# Problem statement
In the records below, find the line containing "Target: textured ceiling"; copy exactly that line and all lines after it to the end, and nothing else.

# Excerpts of pointing data
· · · ·

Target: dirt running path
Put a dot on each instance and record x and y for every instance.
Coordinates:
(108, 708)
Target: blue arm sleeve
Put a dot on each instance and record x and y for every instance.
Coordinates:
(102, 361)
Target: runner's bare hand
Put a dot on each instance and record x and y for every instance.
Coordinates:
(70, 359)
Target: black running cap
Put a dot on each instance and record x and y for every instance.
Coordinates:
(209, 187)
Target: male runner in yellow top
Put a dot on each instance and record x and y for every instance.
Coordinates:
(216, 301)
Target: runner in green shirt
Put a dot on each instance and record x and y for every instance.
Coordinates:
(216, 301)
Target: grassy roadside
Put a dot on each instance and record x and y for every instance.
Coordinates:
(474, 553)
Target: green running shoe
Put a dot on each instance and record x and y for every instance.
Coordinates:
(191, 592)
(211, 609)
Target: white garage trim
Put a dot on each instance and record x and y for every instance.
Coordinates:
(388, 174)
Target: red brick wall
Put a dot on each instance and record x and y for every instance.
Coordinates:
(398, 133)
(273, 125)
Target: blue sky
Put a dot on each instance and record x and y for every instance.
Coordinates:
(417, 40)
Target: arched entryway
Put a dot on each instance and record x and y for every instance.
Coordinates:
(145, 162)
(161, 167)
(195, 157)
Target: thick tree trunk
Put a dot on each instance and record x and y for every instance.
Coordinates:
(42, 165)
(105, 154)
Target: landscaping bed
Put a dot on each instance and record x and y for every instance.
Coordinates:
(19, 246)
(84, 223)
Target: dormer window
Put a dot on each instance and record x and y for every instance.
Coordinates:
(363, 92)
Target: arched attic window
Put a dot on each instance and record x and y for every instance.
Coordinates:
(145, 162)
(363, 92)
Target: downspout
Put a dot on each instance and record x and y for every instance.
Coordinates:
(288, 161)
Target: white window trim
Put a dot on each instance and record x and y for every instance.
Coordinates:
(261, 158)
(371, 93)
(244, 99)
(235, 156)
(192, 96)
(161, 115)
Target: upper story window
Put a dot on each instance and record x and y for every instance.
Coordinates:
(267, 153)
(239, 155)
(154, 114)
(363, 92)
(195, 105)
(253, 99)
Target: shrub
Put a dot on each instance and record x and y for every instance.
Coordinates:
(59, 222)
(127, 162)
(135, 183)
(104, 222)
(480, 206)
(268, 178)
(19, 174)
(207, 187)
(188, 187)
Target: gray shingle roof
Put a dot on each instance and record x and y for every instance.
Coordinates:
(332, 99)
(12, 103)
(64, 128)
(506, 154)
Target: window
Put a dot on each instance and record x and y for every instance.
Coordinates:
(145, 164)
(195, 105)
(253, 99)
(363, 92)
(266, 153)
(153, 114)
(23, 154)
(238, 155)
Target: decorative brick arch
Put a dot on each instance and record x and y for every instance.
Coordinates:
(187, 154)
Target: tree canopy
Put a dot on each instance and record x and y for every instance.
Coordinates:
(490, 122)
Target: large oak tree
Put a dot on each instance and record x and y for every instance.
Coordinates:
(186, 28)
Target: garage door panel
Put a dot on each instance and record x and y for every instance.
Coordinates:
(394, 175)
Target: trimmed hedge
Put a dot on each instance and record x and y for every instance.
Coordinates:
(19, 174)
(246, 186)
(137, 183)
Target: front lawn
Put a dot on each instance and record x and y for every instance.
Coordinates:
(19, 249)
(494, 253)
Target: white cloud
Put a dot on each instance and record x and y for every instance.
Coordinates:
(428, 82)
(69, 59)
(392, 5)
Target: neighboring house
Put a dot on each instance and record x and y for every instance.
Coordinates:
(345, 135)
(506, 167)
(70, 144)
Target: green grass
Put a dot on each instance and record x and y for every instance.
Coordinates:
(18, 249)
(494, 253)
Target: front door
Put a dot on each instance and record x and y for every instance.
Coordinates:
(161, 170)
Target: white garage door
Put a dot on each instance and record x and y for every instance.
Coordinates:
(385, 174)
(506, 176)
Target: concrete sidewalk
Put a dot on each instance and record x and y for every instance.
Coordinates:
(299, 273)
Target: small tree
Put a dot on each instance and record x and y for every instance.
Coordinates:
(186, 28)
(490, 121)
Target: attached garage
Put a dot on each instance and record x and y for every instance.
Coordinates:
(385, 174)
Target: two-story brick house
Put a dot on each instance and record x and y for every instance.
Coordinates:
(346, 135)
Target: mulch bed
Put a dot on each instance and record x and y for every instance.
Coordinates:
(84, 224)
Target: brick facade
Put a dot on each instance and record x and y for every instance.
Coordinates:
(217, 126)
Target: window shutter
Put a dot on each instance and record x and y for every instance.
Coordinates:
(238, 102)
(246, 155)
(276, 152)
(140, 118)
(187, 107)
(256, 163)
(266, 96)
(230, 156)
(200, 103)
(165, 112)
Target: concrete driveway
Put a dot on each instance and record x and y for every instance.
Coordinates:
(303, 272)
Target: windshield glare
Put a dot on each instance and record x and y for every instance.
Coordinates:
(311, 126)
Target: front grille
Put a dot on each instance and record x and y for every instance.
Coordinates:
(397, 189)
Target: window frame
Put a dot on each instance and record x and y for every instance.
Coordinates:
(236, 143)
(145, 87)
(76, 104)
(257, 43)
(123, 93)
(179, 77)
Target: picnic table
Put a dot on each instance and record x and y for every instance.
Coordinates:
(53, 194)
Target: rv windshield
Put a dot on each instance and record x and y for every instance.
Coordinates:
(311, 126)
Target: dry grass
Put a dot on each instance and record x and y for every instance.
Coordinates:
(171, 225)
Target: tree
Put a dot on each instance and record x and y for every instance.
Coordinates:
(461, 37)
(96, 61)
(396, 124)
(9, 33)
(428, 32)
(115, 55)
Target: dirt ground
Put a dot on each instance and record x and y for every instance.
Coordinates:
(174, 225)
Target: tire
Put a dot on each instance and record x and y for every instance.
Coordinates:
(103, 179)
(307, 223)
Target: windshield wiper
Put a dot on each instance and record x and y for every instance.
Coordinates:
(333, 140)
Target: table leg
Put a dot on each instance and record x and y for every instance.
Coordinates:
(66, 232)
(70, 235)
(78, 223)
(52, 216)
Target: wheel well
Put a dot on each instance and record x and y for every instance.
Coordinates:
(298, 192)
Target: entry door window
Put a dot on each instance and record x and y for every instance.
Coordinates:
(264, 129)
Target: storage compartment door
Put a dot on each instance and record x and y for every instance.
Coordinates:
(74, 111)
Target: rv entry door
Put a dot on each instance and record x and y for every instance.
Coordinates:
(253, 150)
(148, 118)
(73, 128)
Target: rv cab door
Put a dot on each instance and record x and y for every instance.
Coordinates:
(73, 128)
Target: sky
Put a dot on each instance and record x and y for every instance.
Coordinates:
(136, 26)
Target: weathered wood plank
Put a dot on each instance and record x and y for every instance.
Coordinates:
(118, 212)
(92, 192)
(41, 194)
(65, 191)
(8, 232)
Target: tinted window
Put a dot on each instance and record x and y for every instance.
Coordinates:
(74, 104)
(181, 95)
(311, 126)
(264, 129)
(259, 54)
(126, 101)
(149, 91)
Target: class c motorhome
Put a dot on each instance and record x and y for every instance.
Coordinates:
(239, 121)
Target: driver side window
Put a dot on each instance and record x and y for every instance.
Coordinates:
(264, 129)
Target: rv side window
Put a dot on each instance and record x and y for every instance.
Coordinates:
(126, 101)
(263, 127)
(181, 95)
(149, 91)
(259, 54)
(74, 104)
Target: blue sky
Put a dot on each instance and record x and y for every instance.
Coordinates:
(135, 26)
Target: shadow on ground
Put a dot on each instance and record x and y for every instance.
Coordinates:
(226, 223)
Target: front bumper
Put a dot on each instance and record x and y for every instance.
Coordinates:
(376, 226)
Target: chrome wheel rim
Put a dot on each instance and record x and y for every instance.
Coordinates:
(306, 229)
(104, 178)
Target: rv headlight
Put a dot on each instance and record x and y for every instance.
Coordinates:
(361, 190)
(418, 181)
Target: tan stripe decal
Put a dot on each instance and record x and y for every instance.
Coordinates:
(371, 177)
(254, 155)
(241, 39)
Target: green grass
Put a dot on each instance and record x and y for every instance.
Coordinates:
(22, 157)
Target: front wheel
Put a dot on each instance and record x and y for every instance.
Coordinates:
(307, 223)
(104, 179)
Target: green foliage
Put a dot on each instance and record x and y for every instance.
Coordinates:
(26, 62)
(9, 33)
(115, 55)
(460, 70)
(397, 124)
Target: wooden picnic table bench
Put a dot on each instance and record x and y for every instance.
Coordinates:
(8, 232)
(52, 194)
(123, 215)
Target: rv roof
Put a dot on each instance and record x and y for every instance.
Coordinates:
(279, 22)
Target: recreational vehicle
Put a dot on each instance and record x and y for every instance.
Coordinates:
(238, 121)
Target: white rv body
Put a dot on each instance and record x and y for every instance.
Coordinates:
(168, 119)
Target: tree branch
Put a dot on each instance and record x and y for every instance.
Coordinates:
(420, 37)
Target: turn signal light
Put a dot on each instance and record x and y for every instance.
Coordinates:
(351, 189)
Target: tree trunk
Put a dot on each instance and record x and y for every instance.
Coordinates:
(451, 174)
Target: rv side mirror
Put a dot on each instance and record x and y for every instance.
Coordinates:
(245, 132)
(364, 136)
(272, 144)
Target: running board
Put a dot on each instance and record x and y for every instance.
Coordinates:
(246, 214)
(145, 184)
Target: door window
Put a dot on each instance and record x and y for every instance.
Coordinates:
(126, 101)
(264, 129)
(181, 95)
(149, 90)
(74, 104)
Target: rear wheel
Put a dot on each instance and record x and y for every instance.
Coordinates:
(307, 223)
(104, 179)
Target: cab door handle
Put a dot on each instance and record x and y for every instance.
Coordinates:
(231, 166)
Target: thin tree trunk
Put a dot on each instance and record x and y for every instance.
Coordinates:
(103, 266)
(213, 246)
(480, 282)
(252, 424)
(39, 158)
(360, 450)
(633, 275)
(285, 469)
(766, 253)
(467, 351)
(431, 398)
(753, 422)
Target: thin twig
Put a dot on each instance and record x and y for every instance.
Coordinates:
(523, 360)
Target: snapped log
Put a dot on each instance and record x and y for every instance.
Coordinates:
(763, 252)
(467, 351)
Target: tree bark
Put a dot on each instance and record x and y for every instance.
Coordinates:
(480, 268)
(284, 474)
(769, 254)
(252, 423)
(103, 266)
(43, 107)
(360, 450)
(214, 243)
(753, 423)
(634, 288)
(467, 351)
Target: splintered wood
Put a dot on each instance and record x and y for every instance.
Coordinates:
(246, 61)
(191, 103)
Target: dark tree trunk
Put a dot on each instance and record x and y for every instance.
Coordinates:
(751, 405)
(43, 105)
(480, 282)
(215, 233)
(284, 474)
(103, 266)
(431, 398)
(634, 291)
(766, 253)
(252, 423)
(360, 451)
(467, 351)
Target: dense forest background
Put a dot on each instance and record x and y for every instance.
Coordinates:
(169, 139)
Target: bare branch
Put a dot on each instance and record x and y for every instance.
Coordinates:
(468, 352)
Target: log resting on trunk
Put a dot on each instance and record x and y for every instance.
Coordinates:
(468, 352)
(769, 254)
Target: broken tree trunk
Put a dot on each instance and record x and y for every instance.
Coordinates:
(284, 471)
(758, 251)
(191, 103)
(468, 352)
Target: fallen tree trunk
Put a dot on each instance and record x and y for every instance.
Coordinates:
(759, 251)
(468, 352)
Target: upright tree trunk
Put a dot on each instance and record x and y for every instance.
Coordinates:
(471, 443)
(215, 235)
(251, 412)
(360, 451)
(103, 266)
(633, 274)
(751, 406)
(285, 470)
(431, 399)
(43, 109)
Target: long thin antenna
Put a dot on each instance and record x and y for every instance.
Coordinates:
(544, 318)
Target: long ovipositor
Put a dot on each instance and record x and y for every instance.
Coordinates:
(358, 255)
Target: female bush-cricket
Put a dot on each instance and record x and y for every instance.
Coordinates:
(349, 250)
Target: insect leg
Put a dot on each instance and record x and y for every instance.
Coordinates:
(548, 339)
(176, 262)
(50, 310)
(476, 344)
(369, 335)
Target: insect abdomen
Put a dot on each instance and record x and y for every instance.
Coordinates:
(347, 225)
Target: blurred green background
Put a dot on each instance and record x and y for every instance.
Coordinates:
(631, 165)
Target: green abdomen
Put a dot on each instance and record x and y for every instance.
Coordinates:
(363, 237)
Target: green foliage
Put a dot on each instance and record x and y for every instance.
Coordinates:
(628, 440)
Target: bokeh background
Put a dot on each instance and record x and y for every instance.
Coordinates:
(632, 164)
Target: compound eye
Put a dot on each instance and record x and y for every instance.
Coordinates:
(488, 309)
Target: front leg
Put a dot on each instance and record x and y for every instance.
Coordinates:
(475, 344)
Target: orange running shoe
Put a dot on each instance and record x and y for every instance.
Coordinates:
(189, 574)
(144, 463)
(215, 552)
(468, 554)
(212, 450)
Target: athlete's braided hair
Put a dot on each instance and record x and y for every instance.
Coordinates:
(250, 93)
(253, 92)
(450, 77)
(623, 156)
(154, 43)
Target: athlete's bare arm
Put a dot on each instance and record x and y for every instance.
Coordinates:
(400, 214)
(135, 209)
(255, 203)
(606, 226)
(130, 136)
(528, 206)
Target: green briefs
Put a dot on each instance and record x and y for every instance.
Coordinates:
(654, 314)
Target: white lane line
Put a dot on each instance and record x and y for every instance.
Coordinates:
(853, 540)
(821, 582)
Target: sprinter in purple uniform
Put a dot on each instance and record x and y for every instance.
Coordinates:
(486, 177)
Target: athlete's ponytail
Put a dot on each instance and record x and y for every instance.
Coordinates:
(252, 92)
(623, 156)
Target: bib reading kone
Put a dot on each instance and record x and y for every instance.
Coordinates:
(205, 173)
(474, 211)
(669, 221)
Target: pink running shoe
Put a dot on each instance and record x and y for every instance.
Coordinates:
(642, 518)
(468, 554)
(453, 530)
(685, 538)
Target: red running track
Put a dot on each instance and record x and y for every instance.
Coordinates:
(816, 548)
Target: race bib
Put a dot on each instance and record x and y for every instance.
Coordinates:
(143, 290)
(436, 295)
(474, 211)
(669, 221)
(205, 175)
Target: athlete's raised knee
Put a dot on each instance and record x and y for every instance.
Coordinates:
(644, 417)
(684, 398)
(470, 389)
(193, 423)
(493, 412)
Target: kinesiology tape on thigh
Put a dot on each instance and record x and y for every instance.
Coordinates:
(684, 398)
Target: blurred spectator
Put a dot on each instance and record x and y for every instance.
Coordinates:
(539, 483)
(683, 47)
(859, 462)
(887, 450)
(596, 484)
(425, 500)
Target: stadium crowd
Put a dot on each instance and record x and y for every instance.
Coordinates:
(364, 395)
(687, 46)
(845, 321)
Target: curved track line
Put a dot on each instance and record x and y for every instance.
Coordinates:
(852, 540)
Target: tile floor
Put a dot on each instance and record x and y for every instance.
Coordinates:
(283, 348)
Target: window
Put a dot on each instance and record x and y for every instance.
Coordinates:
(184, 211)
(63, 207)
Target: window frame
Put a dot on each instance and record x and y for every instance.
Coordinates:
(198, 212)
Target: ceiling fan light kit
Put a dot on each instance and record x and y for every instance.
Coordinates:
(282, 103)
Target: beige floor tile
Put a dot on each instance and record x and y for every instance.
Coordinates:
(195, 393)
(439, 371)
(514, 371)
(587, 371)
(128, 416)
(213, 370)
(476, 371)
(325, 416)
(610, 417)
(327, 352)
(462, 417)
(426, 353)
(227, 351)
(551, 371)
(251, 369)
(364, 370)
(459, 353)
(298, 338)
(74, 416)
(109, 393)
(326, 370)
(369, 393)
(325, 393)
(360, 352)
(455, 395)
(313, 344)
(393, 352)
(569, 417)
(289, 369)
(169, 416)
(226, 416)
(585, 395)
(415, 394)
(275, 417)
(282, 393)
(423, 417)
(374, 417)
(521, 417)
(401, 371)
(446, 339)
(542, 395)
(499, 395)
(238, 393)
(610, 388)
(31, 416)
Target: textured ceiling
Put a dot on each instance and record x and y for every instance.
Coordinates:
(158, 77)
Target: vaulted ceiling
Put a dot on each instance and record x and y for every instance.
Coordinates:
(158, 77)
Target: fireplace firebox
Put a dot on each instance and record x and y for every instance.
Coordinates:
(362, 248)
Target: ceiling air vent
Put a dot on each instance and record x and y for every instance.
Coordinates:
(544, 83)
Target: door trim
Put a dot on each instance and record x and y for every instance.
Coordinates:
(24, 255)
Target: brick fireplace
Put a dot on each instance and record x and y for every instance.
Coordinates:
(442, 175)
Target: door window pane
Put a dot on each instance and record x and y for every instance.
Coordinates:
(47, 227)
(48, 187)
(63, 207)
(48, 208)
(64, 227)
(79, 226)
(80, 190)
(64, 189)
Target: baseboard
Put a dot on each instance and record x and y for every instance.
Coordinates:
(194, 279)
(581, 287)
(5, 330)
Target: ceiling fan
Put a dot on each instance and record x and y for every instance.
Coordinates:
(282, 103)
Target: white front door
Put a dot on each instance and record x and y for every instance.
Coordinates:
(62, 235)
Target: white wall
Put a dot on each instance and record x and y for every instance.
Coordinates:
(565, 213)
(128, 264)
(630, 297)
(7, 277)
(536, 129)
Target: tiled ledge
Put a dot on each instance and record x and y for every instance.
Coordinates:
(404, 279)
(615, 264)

· · · ·

# Exercise output
Target: textured ceiling
Put a dot on each instance and record x and y for every instance.
Coordinates:
(158, 77)
Target: vaulted ceiling
Put a dot on each instance and record x and y for every instance.
Coordinates:
(158, 77)
Target: fireplace firebox
Put a dot on each instance and record x and y for every instance.
Coordinates:
(362, 248)
Target: ceiling air vent
Put a dot on each instance and record x and y for every instance.
Coordinates:
(544, 83)
Target: door trim
Put a dot on each instance and record x and y for every instance.
Coordinates:
(24, 255)
Target: brick fireplace
Put a dot on each instance and record x and y for every instance.
Coordinates:
(442, 175)
Target: door window pane
Put a dot on each instance and record x and y for every instance.
Coordinates:
(47, 227)
(48, 187)
(63, 207)
(48, 208)
(64, 227)
(79, 226)
(80, 190)
(64, 189)
Target: baseboard
Put a dot on each instance and record x and y for every instance.
Coordinates:
(194, 279)
(581, 287)
(5, 330)
Target: ceiling fan
Put a dot on each instance and record x and y for every instance.
Coordinates:
(282, 103)
Target: white front door
Put a dot on each instance and record x and y for every instance.
Coordinates:
(62, 235)
Target: white wall
Put a dot on each instance and record x and y for every instance.
Coordinates:
(565, 213)
(128, 264)
(630, 297)
(7, 277)
(536, 129)
Target: tiled ledge
Put a dot on each instance and record x and y for every instance.
Coordinates:
(404, 279)
(615, 264)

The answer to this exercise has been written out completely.